** Begin **

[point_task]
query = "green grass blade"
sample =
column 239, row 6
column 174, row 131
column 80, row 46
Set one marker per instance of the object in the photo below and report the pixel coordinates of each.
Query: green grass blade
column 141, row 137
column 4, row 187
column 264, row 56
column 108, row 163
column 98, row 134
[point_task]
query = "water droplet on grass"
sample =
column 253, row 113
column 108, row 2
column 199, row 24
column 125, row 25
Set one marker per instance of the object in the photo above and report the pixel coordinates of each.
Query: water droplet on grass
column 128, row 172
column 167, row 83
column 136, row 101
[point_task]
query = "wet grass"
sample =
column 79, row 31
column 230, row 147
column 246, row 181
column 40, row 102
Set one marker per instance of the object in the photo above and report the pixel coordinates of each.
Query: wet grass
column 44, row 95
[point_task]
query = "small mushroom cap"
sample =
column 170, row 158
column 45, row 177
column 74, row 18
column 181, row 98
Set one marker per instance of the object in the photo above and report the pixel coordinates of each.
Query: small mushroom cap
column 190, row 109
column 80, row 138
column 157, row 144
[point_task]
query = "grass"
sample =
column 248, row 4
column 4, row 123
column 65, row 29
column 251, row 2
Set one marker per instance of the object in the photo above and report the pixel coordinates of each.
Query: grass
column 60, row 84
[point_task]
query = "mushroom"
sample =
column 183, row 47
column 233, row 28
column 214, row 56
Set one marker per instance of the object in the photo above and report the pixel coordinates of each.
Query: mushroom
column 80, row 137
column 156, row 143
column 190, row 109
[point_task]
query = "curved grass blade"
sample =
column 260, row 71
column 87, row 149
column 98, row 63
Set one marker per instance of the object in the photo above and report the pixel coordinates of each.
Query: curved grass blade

** End **

> **Set problem**
Each record above should be returned exactly as it appears.

> **Solution to the problem**
[point_task]
query = "green grass blade"
sample =
column 239, row 6
column 174, row 131
column 80, row 46
Set one marker per instance of the object in the photo below and report the pixel coordinates of each.
Query: green grass blade
column 141, row 137
column 4, row 187
column 264, row 56
column 108, row 163
column 98, row 134
[point_task]
query = "water droplet on grass"
sample =
column 253, row 113
column 108, row 2
column 199, row 24
column 125, row 25
Set one marker per instance of the object in the photo above and report the pixel coordinates of each.
Query: water droplet on grass
column 128, row 172
column 167, row 83
column 136, row 101
[point_task]
query = "wet grass"
sample =
column 79, row 31
column 230, row 147
column 246, row 181
column 40, row 102
Set one marker per instance of the object in the photo above and report the pixel coordinates of each.
Query: wet grass
column 44, row 95
[point_task]
query = "small mushroom cap"
sample =
column 170, row 158
column 45, row 177
column 74, row 18
column 181, row 98
Set one marker per instance of the object in the photo above and report the pixel coordinates of each.
Query: small mushroom cap
column 190, row 109
column 80, row 138
column 157, row 144
[point_task]
query = "grass"
sample =
column 248, row 4
column 4, row 123
column 65, row 29
column 251, row 2
Set one marker per instance of the object in the photo above and report the pixel coordinates of each.
Query: grass
column 60, row 84
[point_task]
query = "mushroom"
sample =
column 183, row 47
column 233, row 28
column 214, row 56
Set one marker per instance of the object in the photo above and report the pixel coordinates of each.
Query: mushroom
column 80, row 137
column 156, row 143
column 190, row 109
[point_task]
query = "curved grass blade"
sample =
column 260, row 71
column 87, row 149
column 98, row 63
Set one marker per instance of the object in the photo above and report the pixel coordinates of each.
Query: curved grass blade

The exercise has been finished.